**MATERIAL SHOWN:**
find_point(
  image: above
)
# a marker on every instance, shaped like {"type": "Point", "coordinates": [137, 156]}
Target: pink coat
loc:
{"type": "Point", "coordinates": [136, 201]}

**TASK OBJECTIVE:**
Each record must be duplicated exactly, with none missing.

**SOLUTION BELOW:**
find_point(
  image: above
)
# a marker on every instance, shaped like {"type": "Point", "coordinates": [137, 156]}
Target: pink coat
loc:
{"type": "Point", "coordinates": [136, 201]}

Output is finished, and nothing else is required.